**Exercise objective**: Leave out the pictures and print precisely the lines from the line with "Can you see the green lawn?" to the final line of the entries, both ends included.

==== Supplied information

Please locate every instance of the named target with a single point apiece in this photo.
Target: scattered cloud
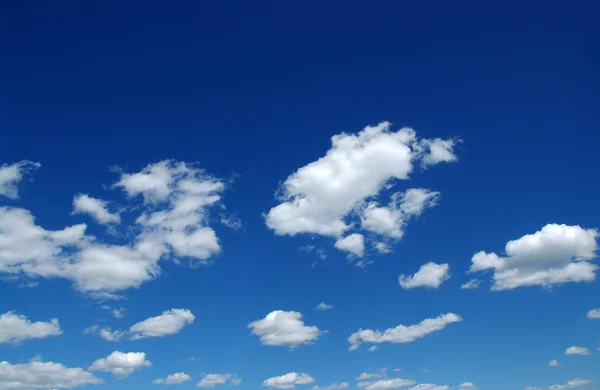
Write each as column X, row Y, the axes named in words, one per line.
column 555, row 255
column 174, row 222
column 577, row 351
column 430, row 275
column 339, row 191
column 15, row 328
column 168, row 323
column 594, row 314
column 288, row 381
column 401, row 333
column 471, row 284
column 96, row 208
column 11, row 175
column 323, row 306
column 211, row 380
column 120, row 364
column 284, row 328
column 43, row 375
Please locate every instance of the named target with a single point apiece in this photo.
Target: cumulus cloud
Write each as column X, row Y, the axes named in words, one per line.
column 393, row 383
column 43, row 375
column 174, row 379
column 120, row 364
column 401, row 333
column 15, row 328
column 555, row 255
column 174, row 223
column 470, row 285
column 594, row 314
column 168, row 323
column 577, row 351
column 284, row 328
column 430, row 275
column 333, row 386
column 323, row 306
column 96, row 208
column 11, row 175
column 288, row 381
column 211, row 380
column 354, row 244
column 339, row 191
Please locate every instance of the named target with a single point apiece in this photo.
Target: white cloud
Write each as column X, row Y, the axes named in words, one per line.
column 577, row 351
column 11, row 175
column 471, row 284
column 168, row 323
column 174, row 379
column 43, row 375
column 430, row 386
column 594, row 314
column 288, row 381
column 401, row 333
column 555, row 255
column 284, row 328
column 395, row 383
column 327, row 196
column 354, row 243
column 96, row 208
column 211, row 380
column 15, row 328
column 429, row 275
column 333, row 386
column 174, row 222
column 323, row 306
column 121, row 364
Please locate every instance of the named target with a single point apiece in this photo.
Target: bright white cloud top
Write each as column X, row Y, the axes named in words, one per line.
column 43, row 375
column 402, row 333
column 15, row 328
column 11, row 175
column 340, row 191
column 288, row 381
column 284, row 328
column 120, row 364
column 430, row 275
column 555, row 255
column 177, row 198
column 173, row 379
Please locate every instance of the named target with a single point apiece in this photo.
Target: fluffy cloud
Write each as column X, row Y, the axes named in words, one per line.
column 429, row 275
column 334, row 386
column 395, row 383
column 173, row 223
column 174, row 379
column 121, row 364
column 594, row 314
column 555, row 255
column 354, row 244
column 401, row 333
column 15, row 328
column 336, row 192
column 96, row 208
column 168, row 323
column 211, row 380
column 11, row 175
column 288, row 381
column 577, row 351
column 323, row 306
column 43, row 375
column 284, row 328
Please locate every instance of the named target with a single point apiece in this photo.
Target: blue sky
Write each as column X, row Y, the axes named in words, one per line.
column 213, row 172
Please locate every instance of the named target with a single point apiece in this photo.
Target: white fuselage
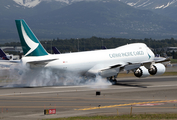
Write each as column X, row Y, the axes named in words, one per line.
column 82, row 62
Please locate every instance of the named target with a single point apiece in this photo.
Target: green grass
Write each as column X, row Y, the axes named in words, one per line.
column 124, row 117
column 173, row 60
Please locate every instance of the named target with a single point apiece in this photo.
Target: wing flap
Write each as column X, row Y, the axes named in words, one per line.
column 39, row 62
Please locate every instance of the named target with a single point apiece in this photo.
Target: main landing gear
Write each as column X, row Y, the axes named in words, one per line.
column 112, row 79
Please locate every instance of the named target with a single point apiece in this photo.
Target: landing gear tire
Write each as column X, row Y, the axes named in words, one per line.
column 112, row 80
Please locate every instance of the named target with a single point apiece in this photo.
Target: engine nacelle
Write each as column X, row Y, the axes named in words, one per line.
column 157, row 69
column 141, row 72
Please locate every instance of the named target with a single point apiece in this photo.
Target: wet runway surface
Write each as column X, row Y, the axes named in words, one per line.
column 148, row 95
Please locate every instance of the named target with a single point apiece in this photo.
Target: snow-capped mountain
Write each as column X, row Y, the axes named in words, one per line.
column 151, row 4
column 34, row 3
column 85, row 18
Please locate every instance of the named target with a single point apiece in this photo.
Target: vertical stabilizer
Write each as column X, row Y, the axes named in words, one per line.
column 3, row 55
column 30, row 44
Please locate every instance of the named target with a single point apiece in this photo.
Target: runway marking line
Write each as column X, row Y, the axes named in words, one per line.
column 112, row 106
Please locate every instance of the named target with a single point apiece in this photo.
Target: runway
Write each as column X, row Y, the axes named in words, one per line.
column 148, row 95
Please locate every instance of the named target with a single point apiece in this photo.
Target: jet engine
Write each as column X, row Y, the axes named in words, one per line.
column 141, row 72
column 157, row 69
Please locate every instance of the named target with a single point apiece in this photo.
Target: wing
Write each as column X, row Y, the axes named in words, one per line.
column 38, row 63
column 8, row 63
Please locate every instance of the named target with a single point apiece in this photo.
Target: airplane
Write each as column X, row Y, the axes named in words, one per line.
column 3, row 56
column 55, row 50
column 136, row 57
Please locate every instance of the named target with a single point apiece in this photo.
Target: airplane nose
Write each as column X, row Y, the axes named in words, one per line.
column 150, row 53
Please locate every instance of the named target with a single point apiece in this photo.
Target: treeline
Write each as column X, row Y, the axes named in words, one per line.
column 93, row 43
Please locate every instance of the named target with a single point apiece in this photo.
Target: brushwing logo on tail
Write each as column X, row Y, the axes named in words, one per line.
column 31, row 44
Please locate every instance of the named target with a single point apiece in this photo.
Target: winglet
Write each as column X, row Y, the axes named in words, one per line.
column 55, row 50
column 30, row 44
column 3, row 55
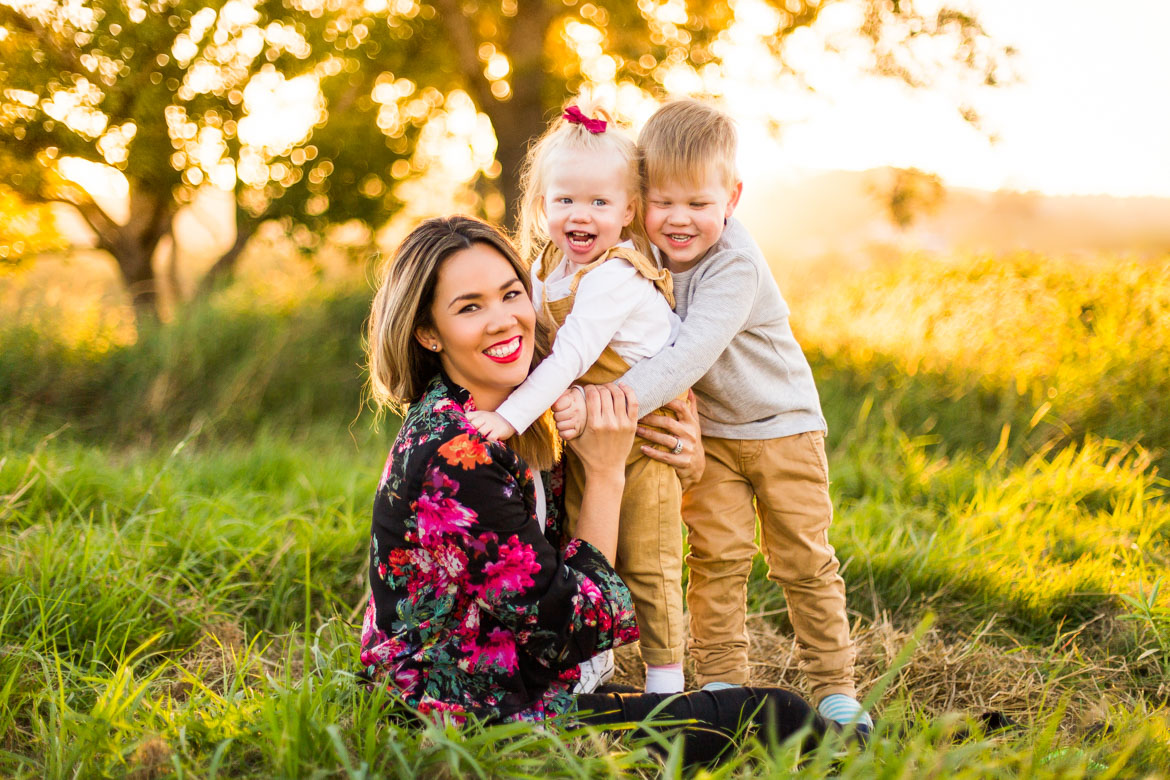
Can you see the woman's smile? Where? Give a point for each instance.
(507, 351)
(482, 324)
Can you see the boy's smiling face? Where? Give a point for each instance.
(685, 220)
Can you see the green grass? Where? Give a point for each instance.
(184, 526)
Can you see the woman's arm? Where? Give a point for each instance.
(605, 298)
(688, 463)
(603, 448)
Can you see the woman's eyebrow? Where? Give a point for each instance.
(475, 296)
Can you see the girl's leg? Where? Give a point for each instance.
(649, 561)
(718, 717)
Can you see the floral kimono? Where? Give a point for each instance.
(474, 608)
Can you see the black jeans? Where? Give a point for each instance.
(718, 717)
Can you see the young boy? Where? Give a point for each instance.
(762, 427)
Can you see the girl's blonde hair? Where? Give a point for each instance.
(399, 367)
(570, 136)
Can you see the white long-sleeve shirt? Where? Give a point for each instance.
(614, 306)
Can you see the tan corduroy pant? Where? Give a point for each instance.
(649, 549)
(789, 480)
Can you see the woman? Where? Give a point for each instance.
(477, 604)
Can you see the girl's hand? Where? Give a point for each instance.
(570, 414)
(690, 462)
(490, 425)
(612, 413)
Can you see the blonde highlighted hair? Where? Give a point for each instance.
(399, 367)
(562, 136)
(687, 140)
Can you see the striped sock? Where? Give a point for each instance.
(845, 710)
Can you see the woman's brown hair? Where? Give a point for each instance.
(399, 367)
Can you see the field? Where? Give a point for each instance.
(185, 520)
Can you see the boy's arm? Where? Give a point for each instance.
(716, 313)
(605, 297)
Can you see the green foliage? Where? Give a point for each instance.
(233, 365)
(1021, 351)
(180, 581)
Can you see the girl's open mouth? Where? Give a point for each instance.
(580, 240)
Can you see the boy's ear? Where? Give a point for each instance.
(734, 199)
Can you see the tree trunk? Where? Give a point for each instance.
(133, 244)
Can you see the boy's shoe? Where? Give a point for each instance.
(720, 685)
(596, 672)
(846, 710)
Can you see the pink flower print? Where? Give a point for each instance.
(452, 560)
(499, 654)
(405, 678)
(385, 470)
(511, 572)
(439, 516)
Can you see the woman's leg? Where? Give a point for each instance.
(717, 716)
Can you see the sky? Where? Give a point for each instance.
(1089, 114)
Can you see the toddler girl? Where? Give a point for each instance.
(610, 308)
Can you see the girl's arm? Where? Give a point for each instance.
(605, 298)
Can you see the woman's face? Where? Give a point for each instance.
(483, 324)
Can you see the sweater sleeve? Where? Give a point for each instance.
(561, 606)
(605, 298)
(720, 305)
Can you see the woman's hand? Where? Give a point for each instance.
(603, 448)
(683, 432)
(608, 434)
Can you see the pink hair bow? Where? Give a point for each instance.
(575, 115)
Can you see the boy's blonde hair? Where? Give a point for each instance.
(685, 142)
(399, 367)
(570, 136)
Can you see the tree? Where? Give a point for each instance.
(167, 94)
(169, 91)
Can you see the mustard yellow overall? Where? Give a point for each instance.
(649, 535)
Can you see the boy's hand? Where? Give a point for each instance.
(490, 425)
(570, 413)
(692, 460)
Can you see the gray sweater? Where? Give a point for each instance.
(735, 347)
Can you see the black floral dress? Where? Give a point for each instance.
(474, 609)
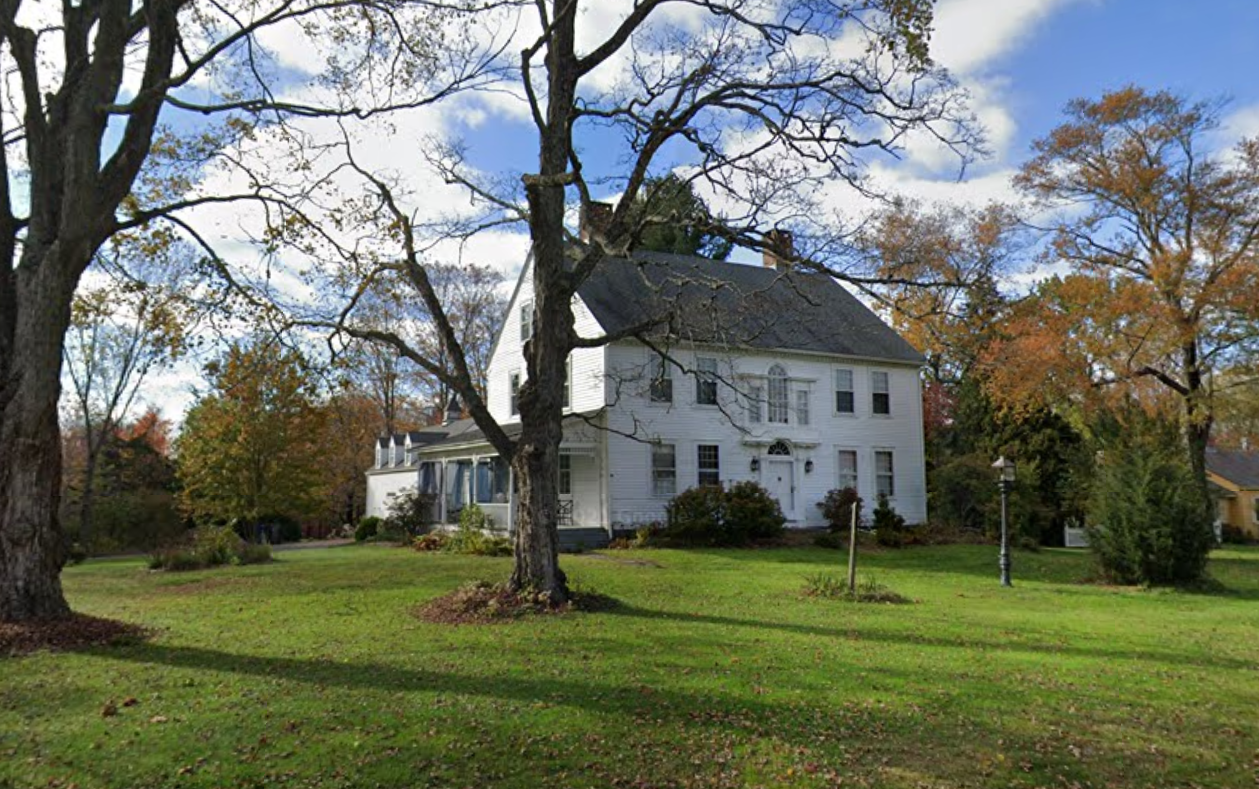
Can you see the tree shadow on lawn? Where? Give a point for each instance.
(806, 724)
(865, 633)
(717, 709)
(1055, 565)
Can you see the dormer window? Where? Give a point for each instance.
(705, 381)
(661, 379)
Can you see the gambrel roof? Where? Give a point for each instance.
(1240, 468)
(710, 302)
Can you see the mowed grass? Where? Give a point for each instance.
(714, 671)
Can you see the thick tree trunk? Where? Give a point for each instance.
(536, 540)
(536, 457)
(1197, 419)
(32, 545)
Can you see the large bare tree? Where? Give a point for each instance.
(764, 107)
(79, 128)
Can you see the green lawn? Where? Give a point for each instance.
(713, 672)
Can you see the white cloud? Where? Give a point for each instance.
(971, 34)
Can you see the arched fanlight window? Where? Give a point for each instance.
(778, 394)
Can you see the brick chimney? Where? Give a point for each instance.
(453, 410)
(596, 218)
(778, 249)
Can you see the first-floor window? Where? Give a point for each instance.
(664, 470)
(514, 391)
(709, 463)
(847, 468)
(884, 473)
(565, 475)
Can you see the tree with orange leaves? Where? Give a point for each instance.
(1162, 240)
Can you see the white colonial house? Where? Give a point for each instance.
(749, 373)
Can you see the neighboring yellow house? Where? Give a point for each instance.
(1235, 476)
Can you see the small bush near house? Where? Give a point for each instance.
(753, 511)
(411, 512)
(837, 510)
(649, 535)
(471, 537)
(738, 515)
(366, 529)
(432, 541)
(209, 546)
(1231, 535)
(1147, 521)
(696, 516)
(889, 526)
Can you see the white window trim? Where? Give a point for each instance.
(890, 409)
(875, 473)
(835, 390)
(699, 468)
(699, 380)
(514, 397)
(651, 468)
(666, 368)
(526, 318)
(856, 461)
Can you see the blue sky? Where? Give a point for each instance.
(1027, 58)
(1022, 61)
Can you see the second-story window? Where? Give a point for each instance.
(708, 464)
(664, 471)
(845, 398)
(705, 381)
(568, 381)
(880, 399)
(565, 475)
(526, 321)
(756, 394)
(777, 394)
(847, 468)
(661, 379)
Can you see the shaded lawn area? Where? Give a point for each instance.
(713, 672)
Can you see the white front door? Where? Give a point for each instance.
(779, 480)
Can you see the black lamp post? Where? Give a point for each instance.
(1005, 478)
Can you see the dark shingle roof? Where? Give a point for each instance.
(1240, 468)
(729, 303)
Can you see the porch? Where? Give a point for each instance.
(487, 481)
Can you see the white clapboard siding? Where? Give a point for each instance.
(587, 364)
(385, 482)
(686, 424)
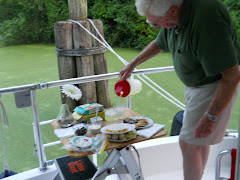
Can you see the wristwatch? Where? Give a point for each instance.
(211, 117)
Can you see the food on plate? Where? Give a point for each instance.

========

**Solution**:
Can you see the green lawn? Where? Give a point for each instance.
(713, 672)
Can you see the white cloud? Where? Give a point for each instance.
(971, 34)
Can you see the arched fanlight window? Where? Give a point for each instance.
(778, 394)
Can you see the brick chimney? Where? Give a point for each instance.
(453, 410)
(596, 218)
(778, 249)
Can you see the first-floor window? Where? Give a point for each instance.
(664, 470)
(514, 391)
(709, 463)
(847, 468)
(884, 473)
(565, 475)
Can you see the tree with orange leaves? Where? Give a point for each instance.
(1162, 240)
Can you see the white colonial house? Where? Give a point for each instance.
(749, 373)
Can you see the neighboring yellow house? Where? Give a point for each instance.
(1235, 476)
Can you see the small bush near house? Where? Give a point for each instance.
(753, 511)
(411, 512)
(837, 510)
(649, 535)
(471, 537)
(738, 515)
(366, 529)
(432, 541)
(209, 546)
(1231, 535)
(1147, 521)
(696, 516)
(889, 526)
Can you see the white window trim? Where? Give a point for each instance.
(890, 409)
(875, 473)
(835, 390)
(699, 468)
(699, 380)
(514, 397)
(651, 468)
(666, 368)
(526, 318)
(856, 461)
Can you see the blue sky? Where? Give a point for each instance.
(1027, 58)
(1022, 61)
Can you see the second-story window? Where? Give a point for each instance.
(708, 464)
(664, 471)
(845, 398)
(705, 381)
(568, 381)
(880, 399)
(565, 475)
(526, 321)
(756, 394)
(777, 394)
(847, 468)
(661, 379)
Can you see the shaded lawn area? Where? Give a point for each instance.
(713, 672)
Can you see the white front door? Where? Give a point for each instance.
(779, 480)
Can you see the black lamp post? Where? Give a point for each instance.
(1005, 478)
Can you see the dark shingle roof? Where? Give a point for each instance.
(1240, 468)
(729, 303)
Can you see the porch? Where? Give a point for each instance.
(487, 481)
Can you see the white clapboard siding? Where? Give a point for each instance.
(587, 364)
(385, 482)
(686, 424)
Can you see the wristwatch? Where? Give a point for each instance.
(211, 117)
Can you see the food on plate? Where? Give a point for each instance.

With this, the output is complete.